REQUIREMENT A: Rewrite the records below, replacing "concrete" with "stone" everywhere and leaving everything else the same. Leave the pictures out.

EXCERPT TO READ:
Caesar: Family man by day, Badass ape tribe leader by night.
 
This shot is more awesome than a barrel full of monkeys
 
 
Anyways, we then learn through exposition that it's been nearly 10 years since the tribe came into contact with humans. Caesar and Maurice assume that they're pretty much gone... Or are they??? Dun dun duuuunnnnn!!!!

We then cut to a few apes chilling in the forest, where they run into one of the vilest creatures on earth: That dude from Fringe! Anyways, that Fringe guy shoots one of the apes and the rest of his human group comes to his aid. Next thing we know, the entire tribe surrounds the group of humans, and Caesar tells them to "GO!" and they get the fuck out of there.

As the human group returns to San Fran, we learn that part of the Apes territory contains a dam that could give the human group unlimited hydro, and they need to get it activated... By any means necessary... And now we have our movie!

So, you probably know how this movie is going to play out after reading the synopsis, don't you? Well, whatever you're thinking, you're wrong! This movie has plot twists and turns throughout, throwing away any type of clichéd storytelling that you might expect from a blockbuster of this magnitude.

With that said, obviously the strongest thing about this movie is the story, it constantly keeps you guessing and keeps you on the edge of your seat. It'll rip your heart out and put it back in, just so it can have the sadistic pleasure of ripping it out again. I felt as if the Breaking Bad writers took over the storyline of this movie and were taking me to school on how to write an amazing film! So yeah, you get it, the story is absolutely powerful! But what about the characters? Well, they are what drive this amazing story! The characters (especially the ape characters) are awesome!

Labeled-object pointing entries
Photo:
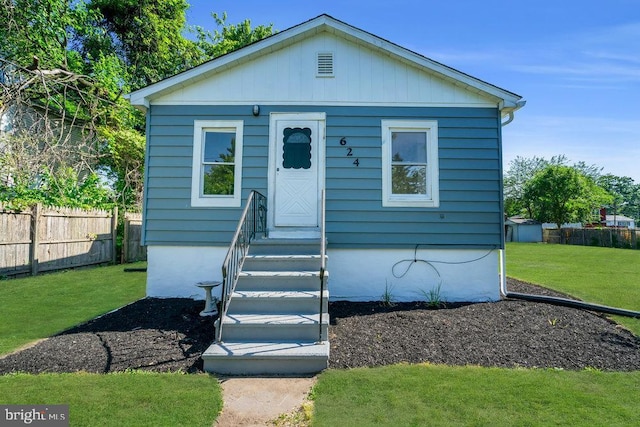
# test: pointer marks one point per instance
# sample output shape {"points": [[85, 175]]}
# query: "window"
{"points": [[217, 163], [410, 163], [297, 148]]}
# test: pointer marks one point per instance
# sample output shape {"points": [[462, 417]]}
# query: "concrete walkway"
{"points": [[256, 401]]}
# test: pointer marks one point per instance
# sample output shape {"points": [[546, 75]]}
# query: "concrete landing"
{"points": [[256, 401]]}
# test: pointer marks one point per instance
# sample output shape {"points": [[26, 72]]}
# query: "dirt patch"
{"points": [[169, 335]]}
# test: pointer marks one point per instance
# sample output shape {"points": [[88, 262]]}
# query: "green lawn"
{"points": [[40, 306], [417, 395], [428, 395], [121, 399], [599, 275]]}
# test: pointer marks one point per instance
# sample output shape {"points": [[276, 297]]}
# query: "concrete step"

REQUIREMENT B: According to the movie review, how long has it been since the ape tribe came into contact with humans?

FINISHED ANSWER A:
Photo:
# test: pointer marks one point per instance
# sample output shape {"points": [[85, 175]]}
# query: "window"
{"points": [[217, 163], [410, 163], [297, 148]]}
# test: pointer marks one point per instance
# sample output shape {"points": [[462, 417]]}
# query: "stone walkway"
{"points": [[256, 401]]}
# test: pointer marks one point per instance
# sample output shape {"points": [[546, 75]]}
# query: "stone landing"
{"points": [[256, 401]]}
# test: pointer marks one point per instance
# sample output shape {"points": [[26, 72]]}
# query: "dirt patch"
{"points": [[169, 335]]}
# test: pointer marks one point per instance
# sample output shape {"points": [[88, 262]]}
# query: "green lawn"
{"points": [[40, 306], [417, 395], [428, 395], [121, 399], [599, 275]]}
# test: pointer marks one point per instance
# sample output shape {"points": [[276, 297]]}
# query: "stone step"

FINISHED ANSWER B: Nearly 10 years.